## PROMPT
Copy out the lines below word for word, leaving out the pictures.

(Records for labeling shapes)
══════════

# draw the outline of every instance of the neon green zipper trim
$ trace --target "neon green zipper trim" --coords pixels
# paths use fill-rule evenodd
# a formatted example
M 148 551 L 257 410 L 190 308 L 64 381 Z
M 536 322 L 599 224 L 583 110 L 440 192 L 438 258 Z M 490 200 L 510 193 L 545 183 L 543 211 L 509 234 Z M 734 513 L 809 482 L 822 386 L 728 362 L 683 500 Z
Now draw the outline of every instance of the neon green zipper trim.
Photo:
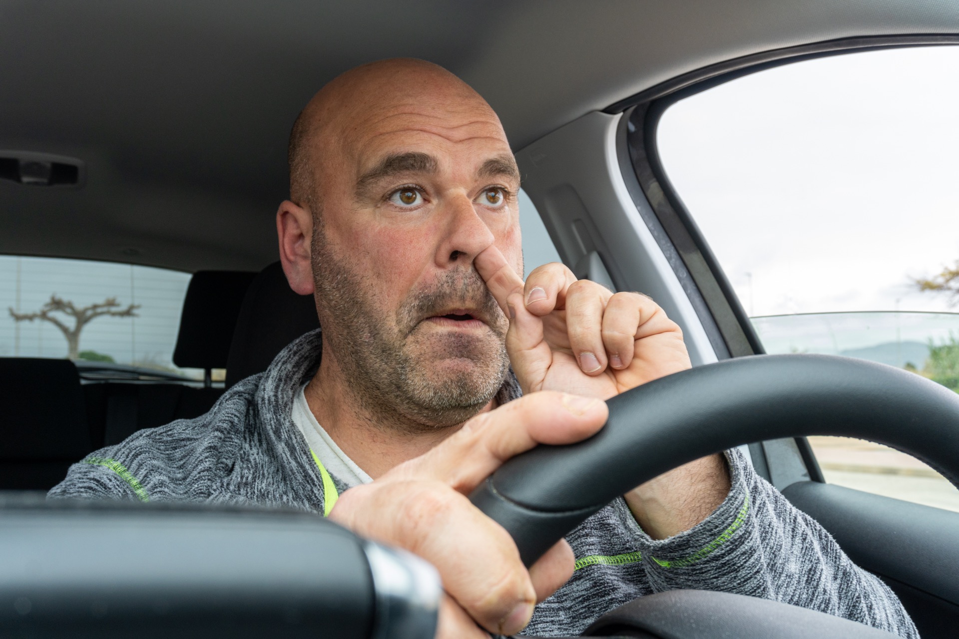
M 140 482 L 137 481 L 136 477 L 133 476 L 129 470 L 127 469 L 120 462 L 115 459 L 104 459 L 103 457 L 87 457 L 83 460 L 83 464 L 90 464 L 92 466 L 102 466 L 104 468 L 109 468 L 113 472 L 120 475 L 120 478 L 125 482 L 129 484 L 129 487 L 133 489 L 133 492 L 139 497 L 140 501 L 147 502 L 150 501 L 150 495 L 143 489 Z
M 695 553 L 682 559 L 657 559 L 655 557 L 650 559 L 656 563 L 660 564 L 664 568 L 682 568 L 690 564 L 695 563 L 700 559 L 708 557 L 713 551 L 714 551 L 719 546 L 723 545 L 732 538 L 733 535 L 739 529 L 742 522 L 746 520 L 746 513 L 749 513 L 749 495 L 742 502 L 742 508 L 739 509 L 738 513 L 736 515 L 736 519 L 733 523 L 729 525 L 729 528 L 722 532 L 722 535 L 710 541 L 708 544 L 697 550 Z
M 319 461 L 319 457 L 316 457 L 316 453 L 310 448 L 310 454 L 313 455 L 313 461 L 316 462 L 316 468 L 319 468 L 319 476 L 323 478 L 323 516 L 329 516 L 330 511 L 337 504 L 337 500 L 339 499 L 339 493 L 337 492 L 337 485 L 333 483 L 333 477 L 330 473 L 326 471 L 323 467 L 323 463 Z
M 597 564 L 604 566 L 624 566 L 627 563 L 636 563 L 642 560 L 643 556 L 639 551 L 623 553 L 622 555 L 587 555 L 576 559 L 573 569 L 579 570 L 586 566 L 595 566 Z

══════════

## TASK OUTPUT
# draw the outline of every instance of the neon green zipper trim
$ trace --target "neon green zipper trim" --coords pixels
# paths use fill-rule evenodd
# a formatted example
M 148 551 L 257 410 L 190 308 L 64 381 Z
M 536 322 L 599 224 L 583 110 L 440 192 L 438 258 Z M 490 200 L 510 193 L 545 183 L 543 211 L 509 234 Z M 734 513 L 809 482 L 822 386 L 728 362 L 683 500 Z
Now draw the outline of every instance of the neon green zipper trim.
Photo:
M 140 482 L 137 481 L 136 477 L 133 476 L 129 470 L 127 469 L 120 462 L 115 459 L 104 459 L 103 457 L 87 457 L 83 460 L 83 464 L 90 464 L 92 466 L 102 466 L 104 468 L 109 468 L 113 472 L 120 475 L 120 478 L 125 482 L 129 484 L 129 487 L 133 489 L 133 492 L 139 497 L 140 501 L 147 502 L 150 501 L 150 495 L 143 489 Z
M 695 553 L 682 559 L 657 559 L 655 557 L 650 559 L 656 563 L 660 564 L 664 568 L 682 568 L 690 564 L 695 563 L 700 559 L 708 557 L 713 551 L 714 551 L 719 546 L 723 545 L 732 538 L 733 535 L 739 529 L 742 522 L 746 520 L 746 513 L 749 513 L 749 495 L 742 502 L 742 508 L 739 509 L 738 513 L 736 515 L 736 519 L 733 523 L 729 525 L 729 528 L 722 532 L 722 535 L 710 541 L 708 544 L 697 550 Z
M 319 461 L 319 457 L 316 457 L 316 453 L 310 448 L 310 454 L 313 455 L 313 461 L 316 462 L 316 468 L 319 468 L 319 476 L 323 478 L 323 516 L 329 516 L 330 511 L 337 504 L 337 500 L 339 499 L 339 493 L 337 492 L 337 485 L 333 483 L 333 477 L 330 473 L 326 471 L 323 467 L 323 463 Z
M 597 564 L 604 566 L 624 566 L 627 563 L 636 563 L 642 560 L 643 556 L 639 551 L 623 553 L 622 555 L 587 555 L 576 559 L 573 569 L 579 570 L 586 566 L 595 566 Z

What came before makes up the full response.